PROVIDED PASSAGE:
Who Am I? Part 2

Who Am I? Part 2

Text: Phil 3:1-17

Watch on YouTube HERE

Intro: How Was Your Identity Formed? Multiple Answers and Many Stories

  • Last week, we studied Moses and discovered that developing self-understanding is a lifelong project.
  • This week we will consider more carefully Tradition as one of the standard options for understanding identity formation. I hope to show:
    • A fundamental aspect of identity formation.
    • An inadequate strategy by itself.

Identity Formed from the Outside-In

  • The Traditional Way of Defining the Self
    • Strong, stable social institutions name and define you.
      • These institutions teach you: who you are, how to behave, and the roles available to you in a stable social world.
    • If you go back 500 years or just a few generations in traditional cultures, you would find that social structures played a primary role in people’s lives and left little room to maneuver.
    • Rigid social classes & punitive ways of dealing with social deviance.
  • Key social forming institutions in my life.
    • Family (few divorces and more time with family), Schools, Churches, the Business World, & the US before the 60’s.
      • Family, the initiating institution of identity.
    • Increasingly during last 100 years in American culture, the role of public institutions has been challenged and modified.
  • Tradition and Change: Even Traditional Institutions Adapt
    • The rate of change varies: managed, evolutionary change (gradual) or active, revolutionary change (rapid).
      • MLK, Race and social change in America.
    • Note: Even with the more modern strategy for identity formation, there is still a dependence on groups and institutions outside of us to validate & support our authentic identity. The institutions are now more fluid and plastic: Universities as sources of key ideas, media & social media, strong advocacy groups, modern socially conscious corporations, and the emergence of a political world that is both more global and tribal, connected and fragmented.

If you take this strategy seriously, you may notice things in the NT that you missed before

  • Jesus, His Father’s Son & Judaism as a Traditional Religious System
    • Jesus and Institutional Insiders: A Threat to Tradition & Stability
    • Jesus and Institutional Outsiders: those who live at the boundary.
    • Jesus and women. (Jn. 4 and 8; Mary and Martha)
    • Jesus and leadership as humble service rather than status & power.
    • Was Jesus building an institution or communities of disciples?
  • Acts: The Story of Emerging Christianity and Social Tensions.
    • Persecution of the Disciples in Jerusalem Acts 1-9.
    • Peter goes outside the boundary to reach Gentiles. Acts 10-11
      • The struggle to accept the changes without forcing conformity to Jewish social identity norms.
      • A Council to Negotiate Expectations. Acts 15
  • Paul: A Revolutionary Missionary & the Writer of Letters
    • Missionary to the Gentiles: Life between cultures.
    • His letters encourage people & address problems that arise in young churches that are in hostile environments.
  • Working out a flexible cross-cultural strategy.
    • Paul’s solution to the problem described in Philippians 3:1-17 his new identity is now in Christ.

DATASET CONTENT:
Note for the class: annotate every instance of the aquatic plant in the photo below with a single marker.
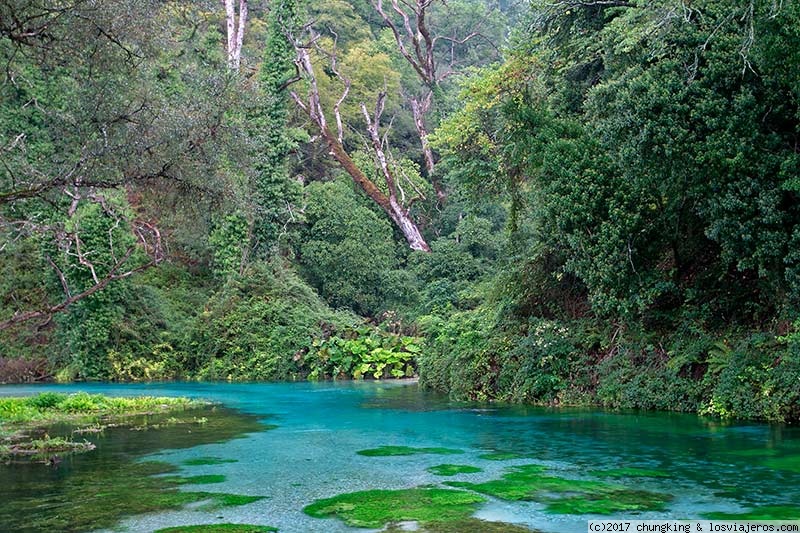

TASK TO CARRY OUT:
Answer these from the sermon outline on identity:
(a) Which scripture passage does it give as its text?
(b) Which institution does it call the initiating institution of identity?
(c) Which chapters of Acts does it cite for Peter going outside the boundary to reach Gentiles?
The material is separate from the sermon outline and has no connection to it.

COMPLETE RESPONSE:
(a) Phil 3:1-17
(b) Family
(c) Acts 10-11